Ce service traiteur a donné naissance à une boutique en ligne, sur laquelle on commande des menus à réchauffer au micro-ondes ou au four traditionnel. “On ne voulait pas livrer des plats chauds. Et les clients peuvent aussi venir chercher les plats directement au restaurant. Nous avons aménagé une boutique à l’avant. Ils y trouveront aussi du foie gras, des pâtisseries… Le tout fait maison. Et c’est beaucoup moins cher, car si on utilise les mêmes produits qu’au restaurant, il y a moins de frais fixes !”, explique le chef, qui avoue tout de même un tassement des commandes depuis la réouverture des restaurants. “Le nombre de commandes a baissé, mais elles sont plus importantes. On sent que les gens se lâchent plus financièrement !”

Maxime Maziers derrière son nouveau comptoir. Et son premier menu est abordable: 29€.

Du côté de chez Christophe Pauly, chef étoilé du Coq aux Champs à Soheit-Tinlot, on a lancé un take away “pour couvrir les coûts fixes et pour pouvoir ensuite redémarrer le restaurant sans stress”. “Je suis chef de cuisine mais aussi chef d’entreprise. Ce n’était pas bon pour notre image de rester à rien faire. Il fallait aussi garder le dynamisme de l’équipe”, poursuit Pauly, qui ne s’attendait pas à un tel succès. Et qui, à la demande générale, a décidé de poursuivre l’aventure de son drive-in gastronomique.

Catherine et Christophe Pauly en mode drive in gastronomique au Coq aux champs.

Une formule originale qui a fait parler d’elle. “Je n’ai rien inventé ! J’ai vu ça chez Olivier Nasti (chef deux étoiles en Alsace, NdlR). Ça a cartonné ! En un long week-end, on faisait les mêmes chiffres à emporter qu’en une semaine au restaurant”, avoue le chef, qui imaginait un nouveau menu trois services tous les jours avec les mêmes produits qu’au restaurant, simplifié mais toujours gourmand. “Beaucoup de grands chefs ne veulent pas faire de plats à emporter. En Europe, ce n’est pas dans les mentalités ou alors juste pendant les fêtes, mais notre métier, c’est de faire plaisir aux gens !”, conclut Christophe Pauly.

Mais aussi…

Du côté des kits et à Bruxelles, il y a aussi El Taco Mobil qui propose des « taco pack » avec plein de salsa différentes… si vous aimez la cuisine mexicaine authentique. Si vous êtes plus Tex-Mex ou carrément Texas BBQ, goûtez au « machos kit »  de chez Holy Smoke et surtout à leurs joues de porc fumées.

Exploration du texte:
1. D'après l'extrait, dans quelle localité se trouve le Coq aux Champs ?
2. Recopiez le passage de l'extrait allant de «Du côté de chez» jusqu'à «Coq aux champs.».

Sélection d'entrées:
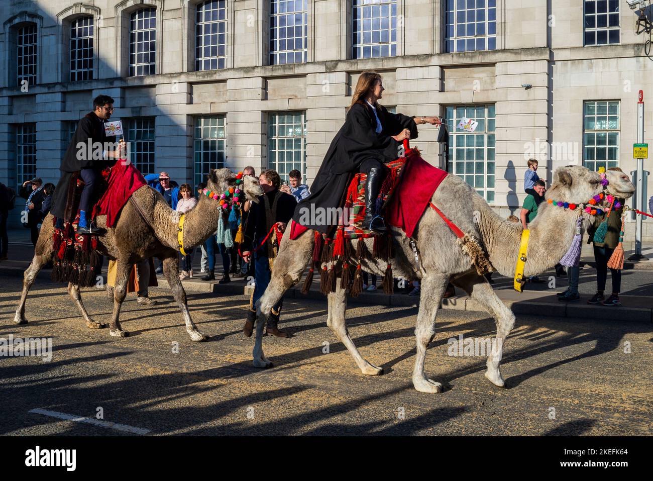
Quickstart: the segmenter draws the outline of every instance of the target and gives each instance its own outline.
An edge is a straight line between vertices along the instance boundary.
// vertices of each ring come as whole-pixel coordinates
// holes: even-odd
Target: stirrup
[[[375,223],[377,220],[381,221],[381,225],[375,225]],[[374,232],[377,232],[380,234],[385,234],[387,230],[387,227],[385,226],[385,220],[383,217],[379,215],[374,216],[372,218],[372,220],[370,221],[370,230]]]

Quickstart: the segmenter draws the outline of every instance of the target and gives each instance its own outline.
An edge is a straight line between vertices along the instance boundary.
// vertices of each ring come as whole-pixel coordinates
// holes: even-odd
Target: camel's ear
[[[558,182],[567,187],[571,186],[571,174],[564,169],[559,169],[556,172],[556,177]]]
[[[208,180],[214,184],[217,184],[217,176],[215,175],[215,169],[211,169],[208,172]]]

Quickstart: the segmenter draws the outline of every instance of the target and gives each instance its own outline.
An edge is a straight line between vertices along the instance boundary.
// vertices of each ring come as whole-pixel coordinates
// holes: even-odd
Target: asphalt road
[[[449,338],[494,335],[493,321],[440,311],[426,366],[447,388],[425,394],[410,380],[414,308],[348,311],[354,342],[385,371],[370,377],[326,327],[325,303],[287,301],[283,327],[295,335],[264,338],[275,365],[260,370],[251,365],[253,340],[241,331],[242,296],[189,294],[194,320],[211,336],[196,344],[167,292],[153,291],[161,304],[145,308],[130,294],[121,320],[131,335],[116,339],[88,329],[65,290],[40,279],[28,298],[30,323],[14,325],[20,280],[0,278],[0,339],[52,338],[52,358],[0,357],[0,435],[653,434],[645,323],[519,316],[504,349],[507,389],[500,389],[483,376],[485,357],[447,355]],[[91,316],[108,322],[104,292],[83,294]],[[95,420],[99,408],[103,423],[30,412]]]

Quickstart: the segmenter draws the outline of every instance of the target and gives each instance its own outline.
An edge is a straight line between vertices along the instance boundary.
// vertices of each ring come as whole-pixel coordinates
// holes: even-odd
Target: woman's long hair
[[[349,104],[349,108],[359,100],[364,101],[367,97],[370,91],[374,88],[377,80],[382,80],[383,77],[380,73],[377,73],[372,70],[366,70],[360,74],[358,81],[356,83],[356,88],[354,90],[354,95],[351,96],[351,103]],[[379,103],[375,101],[374,107],[379,108]]]

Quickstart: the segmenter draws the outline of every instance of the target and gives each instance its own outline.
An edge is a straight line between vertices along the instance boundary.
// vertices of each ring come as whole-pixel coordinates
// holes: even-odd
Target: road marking
[[[39,408],[30,409],[29,412],[33,412],[37,414],[43,414],[44,416],[50,416],[53,418],[58,418],[59,419],[63,419],[66,421],[76,421],[80,423],[86,423],[87,424],[93,424],[93,425],[99,426],[100,427],[108,427],[111,429],[121,431],[125,433],[147,434],[150,431],[150,429],[146,429],[142,427],[135,427],[134,426],[129,426],[127,424],[117,424],[116,423],[112,423],[108,421],[101,421],[99,419],[93,419],[93,418],[85,418],[83,416],[67,414],[65,412],[57,412],[57,411],[48,411],[46,409],[40,409]]]

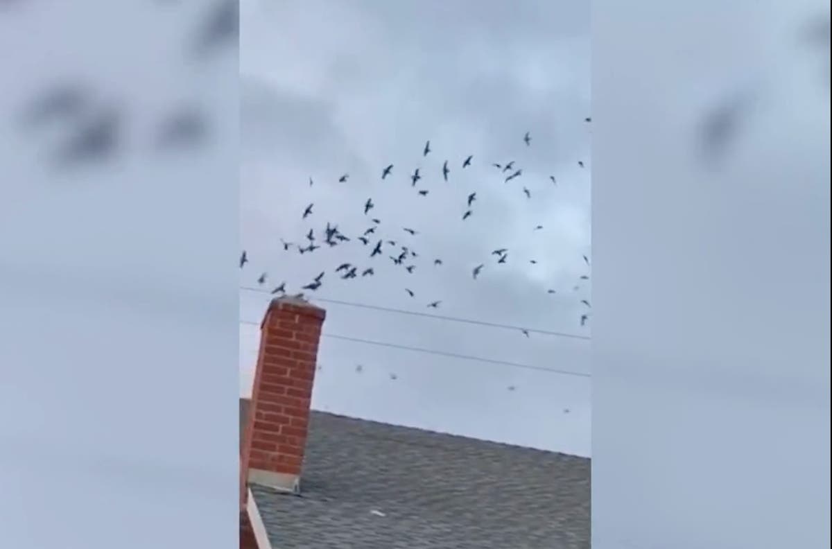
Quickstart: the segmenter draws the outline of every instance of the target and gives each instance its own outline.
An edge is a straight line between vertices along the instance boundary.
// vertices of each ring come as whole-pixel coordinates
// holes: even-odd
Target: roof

Ensemble des réponses:
1. À Soheit-Tinlot.

2.
Du côté de chez Christophe Pauly, chef étoilé du Coq aux Champs à Soheit-Tinlot, on a lancé un take away “pour couvrir les coûts fixes et pour pouvoir ensuite redémarrer le restaurant sans stress”. “Je suis chef de cuisine mais aussi chef d’entreprise. Ce n’était pas bon pour notre image de rester à rien faire. Il fallait aussi garder le dynamisme de l’équipe”, poursuit Pauly, qui ne s’attendait pas à un tel succès. Et qui, à la demande générale, a décidé de poursuivre l’aventure de son drive-in gastronomique.

Catherine et Christophe Pauly en mode drive in gastronomique au Coq aux champs.